Transitioning to a New HPC Cluster

The Center for High Throughput Computing’s High Performance Cluster is being replaced by a new High Performance System! All components of the system (execute nodes, network, shared file system) are new and we expect an improved experience for our HPC users.

ALL USERS OF THE EXISTING HPC SYSTEM WILL NEED TO MIGRATE TO THIS NEW CLUSTER. Importantly, access to the existing cluster will be phased out in early 2022. CHTC staff are here to assist with your transition.


  • The existing HPC cluster is being replaced by a new cluster. After February 2023 ALL users will lose access to the existing cluster, and all user files will be deleted.
  • Custom software will need to be reinstalled and jobs will need to be tested on the new cluster.
  • The univ2 partition is being renamed, and partition policies have changed.
  • Users should avoid using mpirun and instead should use srun to execute their MPI code.

    Note: At this time, interactive jobs on the “Spark” HPC Cluster can not be used to run MPI code.

  • File system conventions have changed - jobs will now use /scratch/$USER to run, and /home/$USER will be mainly used for software installations and reference files.

Important Dates

  • Mid January 2023: New cluster available for general use
  • February 28, 2023: Jobs will no longer run on the old cluster
  • March 15, 2023: Access to login node and old file system removed, Data for all users will be deleted on the old HPC system.

• SUPPLIED ENTRIES
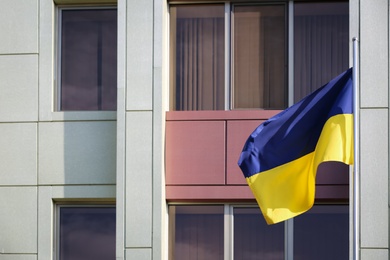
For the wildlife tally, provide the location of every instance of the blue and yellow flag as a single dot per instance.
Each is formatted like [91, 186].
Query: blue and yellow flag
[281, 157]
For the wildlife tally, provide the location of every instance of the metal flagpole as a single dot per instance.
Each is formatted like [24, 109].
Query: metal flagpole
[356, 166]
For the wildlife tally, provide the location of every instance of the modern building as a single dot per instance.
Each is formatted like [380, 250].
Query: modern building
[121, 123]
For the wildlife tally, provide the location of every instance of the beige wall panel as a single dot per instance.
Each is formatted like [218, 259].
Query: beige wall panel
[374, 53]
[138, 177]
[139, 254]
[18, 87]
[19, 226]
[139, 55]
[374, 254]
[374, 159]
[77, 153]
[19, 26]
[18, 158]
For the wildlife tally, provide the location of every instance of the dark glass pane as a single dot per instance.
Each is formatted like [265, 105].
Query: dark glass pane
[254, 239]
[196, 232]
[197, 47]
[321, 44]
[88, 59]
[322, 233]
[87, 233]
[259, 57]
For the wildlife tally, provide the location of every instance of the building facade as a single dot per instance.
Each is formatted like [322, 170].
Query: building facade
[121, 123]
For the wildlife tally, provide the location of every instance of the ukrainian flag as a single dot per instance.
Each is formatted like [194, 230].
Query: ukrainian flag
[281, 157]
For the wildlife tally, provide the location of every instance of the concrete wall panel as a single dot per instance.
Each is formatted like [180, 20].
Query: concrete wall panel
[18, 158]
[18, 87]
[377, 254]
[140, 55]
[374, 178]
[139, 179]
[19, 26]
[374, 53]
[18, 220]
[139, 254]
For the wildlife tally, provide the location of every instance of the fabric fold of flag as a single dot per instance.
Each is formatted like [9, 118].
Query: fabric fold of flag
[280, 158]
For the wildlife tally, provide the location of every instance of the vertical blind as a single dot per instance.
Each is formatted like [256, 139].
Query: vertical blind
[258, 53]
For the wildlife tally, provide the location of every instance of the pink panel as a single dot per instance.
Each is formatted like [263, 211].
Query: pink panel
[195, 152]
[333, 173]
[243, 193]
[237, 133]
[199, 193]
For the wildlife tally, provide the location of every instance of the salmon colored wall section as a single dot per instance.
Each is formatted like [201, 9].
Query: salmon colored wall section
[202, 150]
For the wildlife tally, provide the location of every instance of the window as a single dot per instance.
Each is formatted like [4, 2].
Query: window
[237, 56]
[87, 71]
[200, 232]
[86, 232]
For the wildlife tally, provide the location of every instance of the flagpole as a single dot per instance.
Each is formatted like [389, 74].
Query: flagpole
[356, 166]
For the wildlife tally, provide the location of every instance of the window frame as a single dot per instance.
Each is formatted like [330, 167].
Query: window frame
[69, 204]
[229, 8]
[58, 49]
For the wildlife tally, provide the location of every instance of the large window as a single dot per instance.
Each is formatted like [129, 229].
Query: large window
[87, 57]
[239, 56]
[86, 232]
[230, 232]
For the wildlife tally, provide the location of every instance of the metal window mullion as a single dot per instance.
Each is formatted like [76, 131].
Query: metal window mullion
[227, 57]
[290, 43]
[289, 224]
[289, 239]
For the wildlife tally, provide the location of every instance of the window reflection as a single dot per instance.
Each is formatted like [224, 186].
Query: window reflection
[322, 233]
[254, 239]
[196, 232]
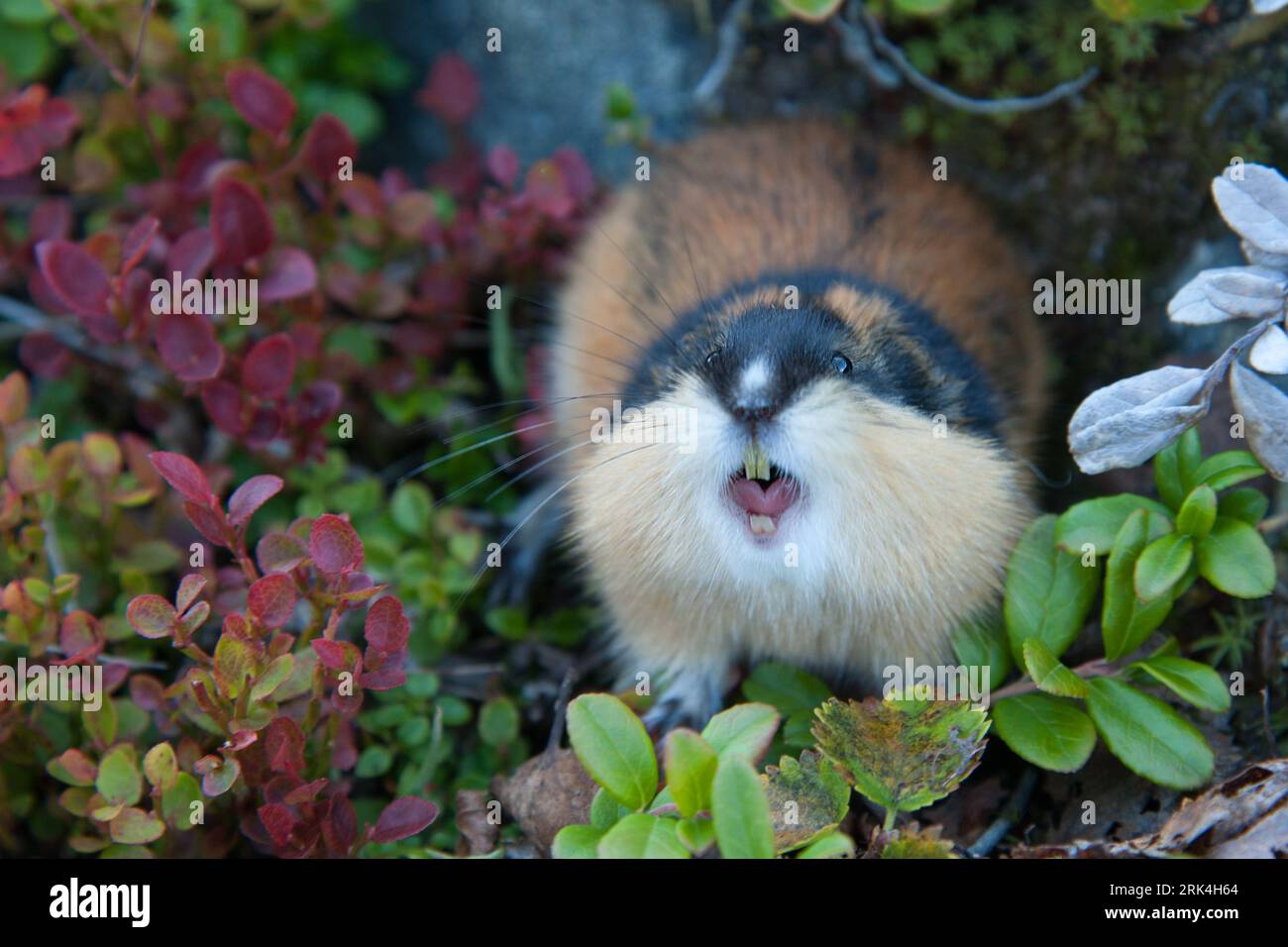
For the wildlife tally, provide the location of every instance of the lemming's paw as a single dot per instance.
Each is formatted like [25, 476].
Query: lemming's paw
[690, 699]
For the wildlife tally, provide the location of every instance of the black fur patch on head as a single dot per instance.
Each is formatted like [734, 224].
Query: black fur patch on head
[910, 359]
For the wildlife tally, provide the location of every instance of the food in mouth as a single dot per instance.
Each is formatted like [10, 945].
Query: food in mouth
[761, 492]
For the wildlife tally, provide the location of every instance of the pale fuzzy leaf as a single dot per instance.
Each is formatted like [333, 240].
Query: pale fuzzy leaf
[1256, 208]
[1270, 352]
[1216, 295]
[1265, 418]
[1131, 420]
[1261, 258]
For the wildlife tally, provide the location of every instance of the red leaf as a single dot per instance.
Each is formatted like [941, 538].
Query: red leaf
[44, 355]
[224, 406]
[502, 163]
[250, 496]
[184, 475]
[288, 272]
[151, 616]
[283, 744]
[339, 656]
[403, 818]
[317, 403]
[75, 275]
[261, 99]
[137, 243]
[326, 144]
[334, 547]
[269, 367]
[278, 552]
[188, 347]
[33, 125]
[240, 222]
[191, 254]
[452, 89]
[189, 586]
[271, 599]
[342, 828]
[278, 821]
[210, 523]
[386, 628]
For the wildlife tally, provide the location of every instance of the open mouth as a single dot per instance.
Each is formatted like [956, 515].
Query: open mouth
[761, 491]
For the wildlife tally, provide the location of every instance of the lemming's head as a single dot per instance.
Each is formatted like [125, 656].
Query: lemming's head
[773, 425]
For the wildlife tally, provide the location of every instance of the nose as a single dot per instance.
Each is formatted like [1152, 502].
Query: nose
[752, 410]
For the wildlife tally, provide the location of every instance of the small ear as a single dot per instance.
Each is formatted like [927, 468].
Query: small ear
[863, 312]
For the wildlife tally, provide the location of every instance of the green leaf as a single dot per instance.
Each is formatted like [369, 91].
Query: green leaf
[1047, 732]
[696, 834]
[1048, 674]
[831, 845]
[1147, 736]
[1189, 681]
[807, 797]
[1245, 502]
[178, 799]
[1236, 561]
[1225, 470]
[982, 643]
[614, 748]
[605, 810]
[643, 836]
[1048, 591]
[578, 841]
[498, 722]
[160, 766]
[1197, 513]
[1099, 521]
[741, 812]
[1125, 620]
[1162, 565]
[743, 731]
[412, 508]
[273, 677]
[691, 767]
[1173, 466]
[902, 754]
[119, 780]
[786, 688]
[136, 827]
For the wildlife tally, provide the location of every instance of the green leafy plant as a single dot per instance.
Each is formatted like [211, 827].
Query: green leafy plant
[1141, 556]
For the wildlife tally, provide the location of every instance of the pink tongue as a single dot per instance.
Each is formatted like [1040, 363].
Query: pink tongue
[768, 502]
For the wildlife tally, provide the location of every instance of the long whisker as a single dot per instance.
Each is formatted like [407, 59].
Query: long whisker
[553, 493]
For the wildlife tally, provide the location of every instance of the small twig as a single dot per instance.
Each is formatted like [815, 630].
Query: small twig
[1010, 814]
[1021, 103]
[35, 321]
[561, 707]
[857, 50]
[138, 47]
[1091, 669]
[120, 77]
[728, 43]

• TO BE DONE
**1.** Translate this sentence from the cluster migration notice into Spanish: "Custom software will need to be reinstalled and jobs will need to be tested on the new cluster."
**2.** Transcribe the portion of the cluster migration notice between "Note: At this" and "and reference files.", inclusive.
Rely only on the cluster migration notice.

• RESULTS IN ORDER
**1.** Será necesario reinstalar el software personalizado y probar los trabajos en el nuevo clúster.

**2.**
Note: At this time, interactive jobs on the “Spark” HPC Cluster can not be used to run MPI code.

  • File system conventions have changed - jobs will now use /scratch/$USER to run, and /home/$USER will be mainly used for software installations and reference files.